The material below holds a span beginning at the line with "Target: bush" and ending at the line with "Target: tall tree". Quote that span exactly, both ends included, and only that span.
#### DATA SHOWN
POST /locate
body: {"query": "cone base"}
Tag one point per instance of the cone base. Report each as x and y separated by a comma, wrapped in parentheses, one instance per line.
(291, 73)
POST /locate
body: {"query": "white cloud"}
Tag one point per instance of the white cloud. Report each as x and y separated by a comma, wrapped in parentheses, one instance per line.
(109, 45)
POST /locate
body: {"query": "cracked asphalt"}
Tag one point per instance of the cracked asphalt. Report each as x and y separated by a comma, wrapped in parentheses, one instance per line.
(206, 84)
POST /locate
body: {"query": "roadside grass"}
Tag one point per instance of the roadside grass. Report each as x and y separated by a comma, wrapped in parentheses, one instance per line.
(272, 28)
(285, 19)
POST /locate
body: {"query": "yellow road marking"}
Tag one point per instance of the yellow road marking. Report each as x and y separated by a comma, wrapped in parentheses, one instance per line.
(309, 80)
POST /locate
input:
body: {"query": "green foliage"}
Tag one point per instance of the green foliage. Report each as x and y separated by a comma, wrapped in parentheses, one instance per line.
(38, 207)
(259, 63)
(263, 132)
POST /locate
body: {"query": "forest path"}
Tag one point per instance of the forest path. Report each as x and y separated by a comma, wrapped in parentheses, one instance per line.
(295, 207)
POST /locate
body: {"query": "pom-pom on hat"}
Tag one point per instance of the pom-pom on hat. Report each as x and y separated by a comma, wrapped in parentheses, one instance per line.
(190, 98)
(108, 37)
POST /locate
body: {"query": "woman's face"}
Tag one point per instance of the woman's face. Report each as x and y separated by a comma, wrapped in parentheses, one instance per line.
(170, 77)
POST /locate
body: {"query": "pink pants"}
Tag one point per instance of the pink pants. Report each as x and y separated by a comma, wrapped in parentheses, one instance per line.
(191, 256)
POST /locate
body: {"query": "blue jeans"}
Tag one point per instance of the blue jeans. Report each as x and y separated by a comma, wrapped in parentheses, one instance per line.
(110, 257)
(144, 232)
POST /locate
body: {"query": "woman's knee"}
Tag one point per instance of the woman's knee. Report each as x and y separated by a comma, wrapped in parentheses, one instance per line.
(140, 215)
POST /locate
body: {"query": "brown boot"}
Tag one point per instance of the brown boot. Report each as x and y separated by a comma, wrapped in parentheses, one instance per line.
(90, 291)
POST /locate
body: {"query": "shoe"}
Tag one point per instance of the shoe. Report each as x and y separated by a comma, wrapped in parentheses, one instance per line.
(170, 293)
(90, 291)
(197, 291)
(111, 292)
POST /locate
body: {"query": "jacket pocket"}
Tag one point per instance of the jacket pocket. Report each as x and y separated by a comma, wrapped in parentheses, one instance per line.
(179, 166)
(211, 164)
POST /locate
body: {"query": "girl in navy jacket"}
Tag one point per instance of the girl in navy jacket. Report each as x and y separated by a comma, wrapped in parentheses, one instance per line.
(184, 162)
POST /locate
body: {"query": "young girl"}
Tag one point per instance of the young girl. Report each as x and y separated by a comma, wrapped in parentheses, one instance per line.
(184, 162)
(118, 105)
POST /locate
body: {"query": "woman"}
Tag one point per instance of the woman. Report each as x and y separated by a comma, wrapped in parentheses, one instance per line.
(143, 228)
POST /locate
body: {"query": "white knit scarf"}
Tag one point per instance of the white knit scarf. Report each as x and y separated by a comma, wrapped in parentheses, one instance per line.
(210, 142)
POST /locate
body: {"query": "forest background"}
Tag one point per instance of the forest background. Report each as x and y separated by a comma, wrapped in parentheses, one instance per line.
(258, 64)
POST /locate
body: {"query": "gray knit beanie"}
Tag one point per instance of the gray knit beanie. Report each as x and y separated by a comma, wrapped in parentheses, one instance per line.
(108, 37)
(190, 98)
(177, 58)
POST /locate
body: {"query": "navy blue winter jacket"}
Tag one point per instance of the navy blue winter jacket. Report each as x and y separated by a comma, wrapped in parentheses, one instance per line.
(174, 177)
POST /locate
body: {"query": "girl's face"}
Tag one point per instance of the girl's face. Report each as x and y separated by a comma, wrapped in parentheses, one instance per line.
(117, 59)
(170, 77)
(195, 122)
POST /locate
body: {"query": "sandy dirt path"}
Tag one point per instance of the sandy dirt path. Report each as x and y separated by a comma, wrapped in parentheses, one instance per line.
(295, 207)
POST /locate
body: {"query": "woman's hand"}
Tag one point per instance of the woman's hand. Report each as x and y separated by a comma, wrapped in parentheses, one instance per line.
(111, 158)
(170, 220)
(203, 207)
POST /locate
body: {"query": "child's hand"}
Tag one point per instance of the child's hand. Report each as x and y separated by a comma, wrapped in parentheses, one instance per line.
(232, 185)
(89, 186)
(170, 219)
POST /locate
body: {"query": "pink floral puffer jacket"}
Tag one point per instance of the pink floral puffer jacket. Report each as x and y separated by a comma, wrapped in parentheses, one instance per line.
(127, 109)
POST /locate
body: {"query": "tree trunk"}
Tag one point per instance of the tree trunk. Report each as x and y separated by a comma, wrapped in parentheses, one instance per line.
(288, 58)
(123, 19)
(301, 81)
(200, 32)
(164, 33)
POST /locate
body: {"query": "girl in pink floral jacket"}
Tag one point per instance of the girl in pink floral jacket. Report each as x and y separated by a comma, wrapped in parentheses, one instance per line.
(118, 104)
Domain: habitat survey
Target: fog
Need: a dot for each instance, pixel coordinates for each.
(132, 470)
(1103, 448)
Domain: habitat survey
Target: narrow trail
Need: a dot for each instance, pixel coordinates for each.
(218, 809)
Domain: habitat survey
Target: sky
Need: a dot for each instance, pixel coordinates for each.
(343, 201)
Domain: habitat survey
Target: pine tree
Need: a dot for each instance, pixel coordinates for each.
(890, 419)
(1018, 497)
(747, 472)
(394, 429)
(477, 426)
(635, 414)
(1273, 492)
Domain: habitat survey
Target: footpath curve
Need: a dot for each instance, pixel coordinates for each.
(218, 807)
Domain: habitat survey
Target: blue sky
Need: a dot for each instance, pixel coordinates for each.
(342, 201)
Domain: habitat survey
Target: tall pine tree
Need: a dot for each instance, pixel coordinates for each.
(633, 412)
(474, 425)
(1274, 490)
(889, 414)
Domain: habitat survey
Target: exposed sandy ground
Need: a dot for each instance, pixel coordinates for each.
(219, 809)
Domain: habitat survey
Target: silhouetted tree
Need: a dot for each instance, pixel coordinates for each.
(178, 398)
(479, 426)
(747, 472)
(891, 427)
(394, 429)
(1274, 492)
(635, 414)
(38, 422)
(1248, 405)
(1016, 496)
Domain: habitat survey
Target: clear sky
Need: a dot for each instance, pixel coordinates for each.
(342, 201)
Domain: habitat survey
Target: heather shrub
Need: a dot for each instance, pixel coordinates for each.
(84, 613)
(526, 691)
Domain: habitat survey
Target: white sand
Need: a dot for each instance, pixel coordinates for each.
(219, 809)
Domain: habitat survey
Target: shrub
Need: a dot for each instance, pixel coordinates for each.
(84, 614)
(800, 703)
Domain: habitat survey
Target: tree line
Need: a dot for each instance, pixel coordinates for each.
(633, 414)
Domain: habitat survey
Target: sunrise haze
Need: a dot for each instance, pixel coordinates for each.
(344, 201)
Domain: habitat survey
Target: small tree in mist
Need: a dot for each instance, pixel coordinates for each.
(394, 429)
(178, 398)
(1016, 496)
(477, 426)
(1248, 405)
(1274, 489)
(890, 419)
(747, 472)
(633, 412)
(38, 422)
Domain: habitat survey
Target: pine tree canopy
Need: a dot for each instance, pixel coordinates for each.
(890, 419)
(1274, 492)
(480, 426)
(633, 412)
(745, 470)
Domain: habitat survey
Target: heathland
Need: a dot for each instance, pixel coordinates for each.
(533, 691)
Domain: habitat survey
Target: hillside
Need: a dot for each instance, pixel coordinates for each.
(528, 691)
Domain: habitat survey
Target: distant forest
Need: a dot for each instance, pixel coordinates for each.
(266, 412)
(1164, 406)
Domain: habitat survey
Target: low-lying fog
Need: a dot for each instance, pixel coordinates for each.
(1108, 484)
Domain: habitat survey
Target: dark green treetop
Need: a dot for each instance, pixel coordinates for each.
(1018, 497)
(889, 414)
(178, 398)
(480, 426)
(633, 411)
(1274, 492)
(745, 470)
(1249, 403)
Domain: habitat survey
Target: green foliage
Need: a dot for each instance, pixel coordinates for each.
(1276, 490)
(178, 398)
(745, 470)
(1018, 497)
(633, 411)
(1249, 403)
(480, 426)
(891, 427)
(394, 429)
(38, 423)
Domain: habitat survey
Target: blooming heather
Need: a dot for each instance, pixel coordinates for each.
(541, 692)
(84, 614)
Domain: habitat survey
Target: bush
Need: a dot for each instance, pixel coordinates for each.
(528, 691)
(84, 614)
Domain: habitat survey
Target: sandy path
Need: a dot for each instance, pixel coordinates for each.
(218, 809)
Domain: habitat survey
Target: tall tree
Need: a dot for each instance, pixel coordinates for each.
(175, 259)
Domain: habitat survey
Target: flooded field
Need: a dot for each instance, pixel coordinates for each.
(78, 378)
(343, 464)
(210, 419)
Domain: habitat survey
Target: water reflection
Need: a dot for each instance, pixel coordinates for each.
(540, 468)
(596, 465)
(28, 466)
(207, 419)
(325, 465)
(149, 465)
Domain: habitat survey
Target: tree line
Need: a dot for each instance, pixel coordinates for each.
########
▶ **FINISHED EXERCISE**
Target: bush
Need: a dot for each instance, pixel coordinates for each.
(528, 691)
(84, 614)
Domain: habitat survey
Target: sandy path
Need: a dot for each instance, pixel coordinates for each.
(218, 809)
Domain: habitat survey
Target: tall tree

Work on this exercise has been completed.